INPUT DATA Block Start

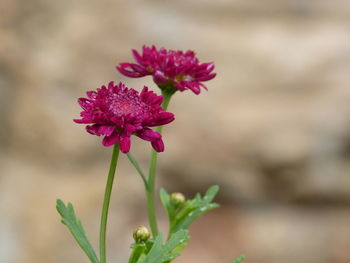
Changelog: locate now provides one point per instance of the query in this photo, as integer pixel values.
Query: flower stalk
(152, 172)
(106, 201)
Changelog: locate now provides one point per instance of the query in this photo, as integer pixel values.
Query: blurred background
(273, 130)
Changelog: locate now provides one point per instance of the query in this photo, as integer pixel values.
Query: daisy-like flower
(117, 112)
(169, 68)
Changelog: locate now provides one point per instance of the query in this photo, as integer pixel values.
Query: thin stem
(106, 201)
(138, 168)
(151, 176)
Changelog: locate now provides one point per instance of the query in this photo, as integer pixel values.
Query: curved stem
(151, 176)
(106, 201)
(138, 168)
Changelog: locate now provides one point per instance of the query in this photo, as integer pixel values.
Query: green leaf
(191, 210)
(74, 225)
(161, 253)
(238, 259)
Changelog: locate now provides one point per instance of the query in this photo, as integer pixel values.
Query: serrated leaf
(74, 225)
(238, 259)
(188, 220)
(161, 253)
(193, 209)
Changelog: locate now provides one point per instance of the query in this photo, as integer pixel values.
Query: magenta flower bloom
(117, 112)
(177, 69)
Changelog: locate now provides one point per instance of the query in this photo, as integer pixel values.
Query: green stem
(106, 201)
(151, 176)
(138, 168)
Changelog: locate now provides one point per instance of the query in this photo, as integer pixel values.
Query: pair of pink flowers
(117, 112)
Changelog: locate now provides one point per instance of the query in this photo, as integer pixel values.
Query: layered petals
(181, 70)
(117, 113)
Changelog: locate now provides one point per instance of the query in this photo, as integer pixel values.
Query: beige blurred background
(273, 130)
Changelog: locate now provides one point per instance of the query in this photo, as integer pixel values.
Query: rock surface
(273, 130)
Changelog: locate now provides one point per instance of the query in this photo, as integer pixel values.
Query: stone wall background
(273, 131)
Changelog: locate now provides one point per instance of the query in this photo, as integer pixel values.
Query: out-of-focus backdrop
(273, 130)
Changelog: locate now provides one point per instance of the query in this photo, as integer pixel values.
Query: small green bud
(177, 199)
(141, 234)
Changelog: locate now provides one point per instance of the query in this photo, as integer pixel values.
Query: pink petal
(110, 140)
(148, 135)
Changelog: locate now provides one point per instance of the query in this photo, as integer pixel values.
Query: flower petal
(148, 134)
(110, 140)
(158, 145)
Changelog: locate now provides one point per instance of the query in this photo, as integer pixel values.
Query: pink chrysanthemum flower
(117, 112)
(180, 70)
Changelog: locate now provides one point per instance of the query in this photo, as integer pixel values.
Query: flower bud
(177, 198)
(141, 234)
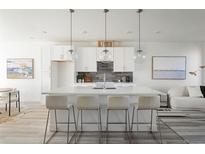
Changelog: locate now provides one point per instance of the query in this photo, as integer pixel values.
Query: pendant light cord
(71, 30)
(139, 31)
(139, 12)
(105, 18)
(105, 29)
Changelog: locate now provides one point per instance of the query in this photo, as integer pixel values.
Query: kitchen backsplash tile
(99, 77)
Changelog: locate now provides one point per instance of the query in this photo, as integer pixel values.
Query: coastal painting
(20, 68)
(169, 67)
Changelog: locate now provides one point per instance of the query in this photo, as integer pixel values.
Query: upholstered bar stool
(151, 103)
(88, 103)
(118, 103)
(59, 103)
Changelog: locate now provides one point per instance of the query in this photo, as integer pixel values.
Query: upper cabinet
(60, 53)
(86, 61)
(123, 59)
(101, 54)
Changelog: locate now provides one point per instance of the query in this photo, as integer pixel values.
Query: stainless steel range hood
(104, 66)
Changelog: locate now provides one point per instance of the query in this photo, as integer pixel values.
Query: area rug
(190, 125)
(4, 116)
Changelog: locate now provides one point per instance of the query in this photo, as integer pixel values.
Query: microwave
(104, 66)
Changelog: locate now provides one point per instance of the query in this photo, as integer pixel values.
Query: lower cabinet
(86, 61)
(123, 59)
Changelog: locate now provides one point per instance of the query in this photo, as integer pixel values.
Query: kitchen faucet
(104, 79)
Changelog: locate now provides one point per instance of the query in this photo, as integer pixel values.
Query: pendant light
(139, 55)
(107, 55)
(72, 52)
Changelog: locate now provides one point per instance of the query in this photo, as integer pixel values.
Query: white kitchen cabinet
(60, 53)
(118, 59)
(123, 59)
(86, 61)
(129, 64)
(101, 53)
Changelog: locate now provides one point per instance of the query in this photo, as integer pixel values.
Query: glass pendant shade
(72, 51)
(73, 54)
(139, 57)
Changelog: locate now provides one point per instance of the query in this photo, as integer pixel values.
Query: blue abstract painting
(20, 68)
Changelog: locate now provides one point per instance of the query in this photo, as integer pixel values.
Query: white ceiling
(88, 25)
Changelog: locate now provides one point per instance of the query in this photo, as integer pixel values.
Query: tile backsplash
(99, 77)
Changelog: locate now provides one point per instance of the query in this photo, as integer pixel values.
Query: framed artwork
(20, 68)
(169, 67)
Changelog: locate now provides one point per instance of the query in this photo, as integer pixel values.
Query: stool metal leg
(128, 116)
(44, 140)
(78, 118)
(68, 126)
(74, 118)
(151, 120)
(6, 107)
(100, 120)
(137, 120)
(107, 120)
(159, 127)
(56, 121)
(126, 120)
(81, 120)
(133, 114)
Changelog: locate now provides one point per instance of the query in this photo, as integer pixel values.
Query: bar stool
(59, 103)
(88, 103)
(118, 103)
(151, 103)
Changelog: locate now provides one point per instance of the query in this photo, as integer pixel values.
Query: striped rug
(189, 125)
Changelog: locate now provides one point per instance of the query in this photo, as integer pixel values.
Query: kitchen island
(116, 116)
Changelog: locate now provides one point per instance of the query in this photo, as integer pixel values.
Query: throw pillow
(195, 91)
(203, 90)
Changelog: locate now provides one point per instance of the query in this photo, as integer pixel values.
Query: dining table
(102, 93)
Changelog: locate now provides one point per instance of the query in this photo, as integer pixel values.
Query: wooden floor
(28, 127)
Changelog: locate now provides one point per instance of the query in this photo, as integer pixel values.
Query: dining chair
(88, 103)
(150, 103)
(120, 103)
(60, 103)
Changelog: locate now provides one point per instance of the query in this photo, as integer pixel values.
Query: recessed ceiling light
(129, 32)
(44, 32)
(84, 32)
(157, 32)
(31, 37)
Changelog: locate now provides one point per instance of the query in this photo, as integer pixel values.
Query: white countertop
(88, 90)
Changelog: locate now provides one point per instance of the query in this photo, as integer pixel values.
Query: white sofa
(179, 99)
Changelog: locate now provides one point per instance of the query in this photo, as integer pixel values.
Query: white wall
(31, 89)
(193, 52)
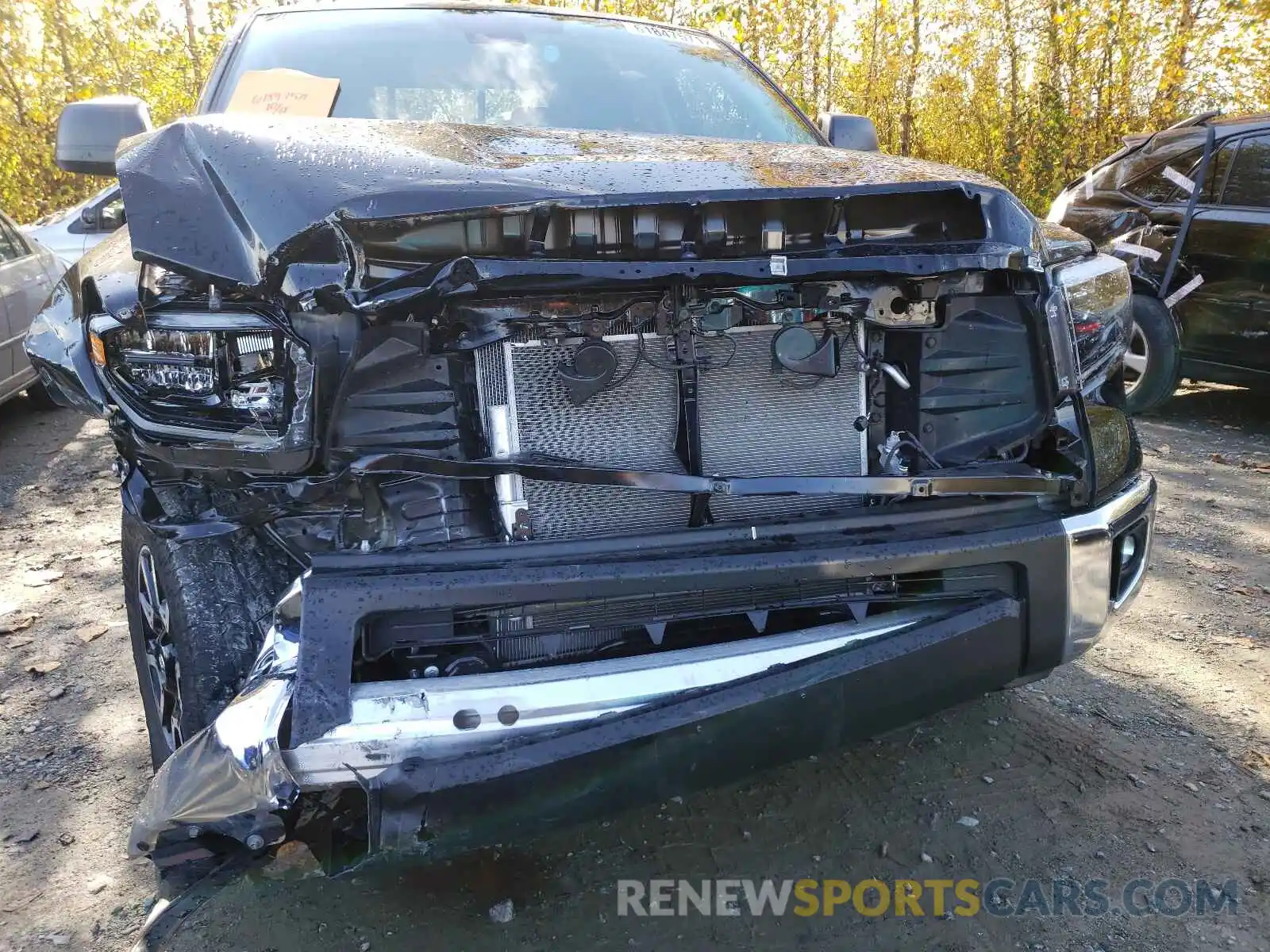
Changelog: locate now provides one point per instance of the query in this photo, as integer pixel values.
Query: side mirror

INPUT DATA Block End

| REQUIRED ACTION |
Return the listing above word for word. Keep the images out.

| ANSWER SECTION |
Changelog: locate now provides one point per instance of the query in this photo, as integer pixel values.
Query: flower stalk
(152, 172)
(106, 201)
Changelog: locate now provides one point per instance of the query in this photo, as integer pixel values.
Query: blurred background
(273, 130)
Changelog: locate now provides one point per instance of the query in this photo, as integer pixel values.
Query: daisy-like flower
(117, 112)
(169, 68)
Changelog: locate now provides one point per instance of the query in this photo, as integer pixel values.
Query: thin stem
(106, 201)
(138, 168)
(151, 176)
Changelog: locate now provides one point per instance of the query in this photo, as integer pixel values.
Query: curved stem
(151, 176)
(106, 201)
(138, 168)
Changelog: locate now provides one point per instance of the query in this photo, as integer pixel values.
Query: green leaf
(191, 210)
(74, 225)
(161, 253)
(238, 259)
Changelog: locate now provides one point per instance of the query in this photo, as integer pixel values.
Query: serrated leaf
(74, 225)
(238, 259)
(188, 220)
(161, 253)
(193, 209)
Changelog: locate now provides one point per instance of the query in this photo, as integer pixel values.
Query: magenta flower bloom
(117, 112)
(177, 69)
Changelog: locate now provides one point per instance of the query in this photo, as integer pixel values.
Query: green stem
(106, 201)
(151, 176)
(138, 168)
Changelog: locate now provides one point per instance of the query in this photo, as integer pixel values.
Query: pair of pink flowers
(117, 112)
Changelog: locate now provides one point per instance of the query in this photo, as integer pixel values.
Query: layered petals
(181, 70)
(117, 113)
Changelog: locate now provides one point per instance of the query in this photo, as integer pixel values.
Query: beige blurred background
(273, 130)
Changelog: locate now provides one point per instance of the query in this photo, as integer pixel values.
Query: rock surface
(273, 130)
Changelog: locate now provides one point per instance of the query in this photo, as integer pixel values.
Query: stone wall background
(273, 131)
Changelog: locate now provides one point per instance of the query in this photo, as integer pixel values.
Query: out-of-focus backdrop
(273, 130)
Changelog: locate now provides one point per instance of the query in this photo, as integer pixel values.
Query: small green bud
(177, 199)
(141, 234)
Changelog: locate now provides one point per instance of the query in this photo, as integer pixel values.
Query: pink petal
(110, 140)
(148, 135)
Changelog: locate now provides one point per instance of the query in this photo, as integer pixel values.
Query: flower petal
(148, 134)
(110, 140)
(158, 145)
Changelog: locate now provides one point per instance of the query in this photo, as integer pixel values.
Query: pink chrysanthemum flower
(117, 112)
(180, 70)
Changelog: locate now provides one point per instance of the query in this photo, as integer pixel values.
Query: flower bud
(177, 198)
(141, 234)
Changelog: locate now provides one point per instance of the query in this photo, as integer pixel values.
Query: pendant light cord
(71, 30)
(139, 31)
(139, 12)
(105, 18)
(105, 29)
Changelog: locate now provides one point per instance of the query in this photo, as integer pixel values.
Query: kitchen backsplash tile
(99, 77)
Changelog: locate now provides one point per instance of the query in this photo, as integer pixel values.
Query: coastal painting
(20, 68)
(169, 67)
Changelog: locate now provides one point per instance of the query in this photo, as integer pixel values.
Query: upholstered bar stool
(151, 103)
(88, 103)
(118, 103)
(59, 103)
Changelog: locate now provides one point per instance of the query in this photo, as integer pixel values.
Query: upper cabinet
(60, 53)
(86, 61)
(123, 59)
(101, 54)
Changelog: locate now provides one point per instance of the query in this photo, as integer pixel values.
Query: stainless steel range hood
(104, 66)
Changelog: locate now provides one point per instance of the query in this photo, as integer pixel values.
Query: area rug
(190, 125)
(4, 116)
Changelog: locate now provides one point per instance of the query in this photo, as integer pixel values.
Query: microwave
(104, 66)
Changelog: locate now provides one point per instance of the query in this photo, as integer pixel values.
Query: lower cabinet
(86, 61)
(123, 59)
Changelog: locate now provides one point per instance of the query in this photo, as integer pixel values.
Query: kitchen faucet
(104, 79)
Changelog: locate now provides one point per instance of the query in this photo, as integer pixel values.
Query: pendant light
(139, 55)
(107, 55)
(72, 52)
Changelog: locate now provides one point per instance of the query in this photo, as integer pixel values.
Query: white kitchen cabinet
(60, 53)
(118, 59)
(123, 59)
(86, 61)
(129, 64)
(101, 53)
Changelog: locate now provides one point per instance of the query in this photo, as integer pixel values.
Query: glass pendant shade
(72, 51)
(73, 54)
(139, 57)
Changelog: locate now provides one point per instance of the query in this photo, as integer pixel values.
Query: blue abstract painting
(20, 68)
Changelog: locate now provides one point per instance of the query in this photo, as integer pixel values.
Query: white ceiling
(88, 25)
Changelog: locate now provides one point per instance of the query in this photo, as integer pixel values.
Query: tile backsplash
(99, 77)
Changelog: locate now provides one point per instance of the query in this photo, as integer pixel values.
Query: framed artwork
(20, 68)
(169, 67)
Changelog: locate now provides one point per instance of the query in this photo, as integer pixel values.
Query: stool metal leg
(128, 116)
(44, 140)
(78, 118)
(68, 126)
(74, 118)
(151, 120)
(6, 107)
(100, 120)
(137, 120)
(107, 120)
(159, 127)
(56, 121)
(126, 120)
(81, 120)
(133, 114)
Changelog: locate now provides one point per instance of the query in this photo, as integer pixel values.
Query: bar stool
(59, 103)
(88, 103)
(118, 103)
(151, 103)
Changelog: locate now provides one point per instance of the query in this photo, as integer pixel values.
Query: striped rug
(189, 125)
Changelog: locate now provides one point per instance of the query in this photo, as integer pixel values.
Query: kitchen island
(116, 116)
Changelog: locate now provides one point per instance of the query in this photo, as integer pixel values.
Query: throw pillow
(195, 91)
(203, 90)
Changelog: locate now provides one point per instance of the query in this photo, as integer pixel values.
Query: dining table
(102, 93)
Changelog: locate now provides one point per instance of the query in this photo, as integer pixel values.
Query: wooden floor
(28, 127)
Changelog: locate now provides one point per instance of the query in this photo, as integer pixel values.
Query: dining chair
(88, 103)
(150, 103)
(120, 103)
(60, 103)
Changelog: locate now provides one point per instance of the query in this photo, as integer pixel values.
Query: recessed ceiling light
(129, 32)
(44, 32)
(84, 32)
(157, 32)
(31, 37)
Changelog: locate now provides one point per instance of the query in this photo, as integer pixel values.
Query: white countertop
(88, 90)
Changelog: locate now provides one point per instance of the query in this photo, as integer pixel values.
Query: white sofa
(179, 99)
Changelog: locate now provides one point per instance of the query in this photo, as integer pixel values.
Query: white wall
(31, 89)
(193, 52)
Changelog: locate now provides one point per instance of the query in this photo, as integer pixel values.
Query: side mirror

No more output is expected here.